Task goal: Pick out every line in the material below that contains the word "blue", and copy each of those lines in full.

— START Entries shown —

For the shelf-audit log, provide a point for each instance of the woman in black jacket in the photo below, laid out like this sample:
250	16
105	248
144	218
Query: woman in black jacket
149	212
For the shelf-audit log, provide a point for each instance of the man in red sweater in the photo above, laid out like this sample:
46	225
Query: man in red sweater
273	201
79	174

— END Entries shown —
— START Entries shown —

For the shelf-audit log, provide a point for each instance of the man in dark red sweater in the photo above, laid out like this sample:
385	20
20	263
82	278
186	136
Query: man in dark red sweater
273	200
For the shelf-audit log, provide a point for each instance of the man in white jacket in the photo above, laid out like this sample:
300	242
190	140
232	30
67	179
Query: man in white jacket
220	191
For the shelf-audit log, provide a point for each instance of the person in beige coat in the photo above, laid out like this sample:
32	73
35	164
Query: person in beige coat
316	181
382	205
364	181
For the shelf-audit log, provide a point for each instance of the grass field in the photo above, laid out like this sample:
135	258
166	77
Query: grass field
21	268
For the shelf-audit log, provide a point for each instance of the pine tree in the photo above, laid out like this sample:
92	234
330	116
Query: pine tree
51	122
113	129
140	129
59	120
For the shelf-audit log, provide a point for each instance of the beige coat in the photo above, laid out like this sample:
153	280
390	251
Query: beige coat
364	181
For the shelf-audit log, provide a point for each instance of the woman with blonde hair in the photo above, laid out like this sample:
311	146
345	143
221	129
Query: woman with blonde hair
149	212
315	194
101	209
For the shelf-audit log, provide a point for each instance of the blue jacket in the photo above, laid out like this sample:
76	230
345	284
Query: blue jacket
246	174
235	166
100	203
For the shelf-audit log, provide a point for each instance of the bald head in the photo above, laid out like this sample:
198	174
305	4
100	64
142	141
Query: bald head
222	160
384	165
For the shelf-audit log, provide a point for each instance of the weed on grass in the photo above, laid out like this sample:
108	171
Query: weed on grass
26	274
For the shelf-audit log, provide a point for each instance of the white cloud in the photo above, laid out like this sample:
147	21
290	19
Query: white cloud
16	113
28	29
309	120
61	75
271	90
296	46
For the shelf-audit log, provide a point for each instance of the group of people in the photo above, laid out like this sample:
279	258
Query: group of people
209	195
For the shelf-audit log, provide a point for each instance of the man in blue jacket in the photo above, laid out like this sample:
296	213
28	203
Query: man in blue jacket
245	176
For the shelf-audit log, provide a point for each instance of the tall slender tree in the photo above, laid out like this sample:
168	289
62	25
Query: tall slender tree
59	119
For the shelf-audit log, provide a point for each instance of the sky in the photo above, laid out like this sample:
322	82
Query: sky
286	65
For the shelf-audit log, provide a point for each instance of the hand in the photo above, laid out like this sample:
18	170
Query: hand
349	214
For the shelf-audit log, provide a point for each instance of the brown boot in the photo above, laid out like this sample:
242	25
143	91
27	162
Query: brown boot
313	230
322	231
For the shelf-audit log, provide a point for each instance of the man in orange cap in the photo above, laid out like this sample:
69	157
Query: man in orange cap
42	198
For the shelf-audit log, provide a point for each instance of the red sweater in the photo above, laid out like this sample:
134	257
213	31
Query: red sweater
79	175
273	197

— END Entries shown —

Answer to this exercise:
For the shelf-audit log, provide a point for each instance of the blue jacket in the photo above, laid out like this sample:
Query: blue jacket
For the shelf-audit log, provide a point for each instance of the man in blue jacket in the photo above, laid out like this sample:
Query: man in blue jacket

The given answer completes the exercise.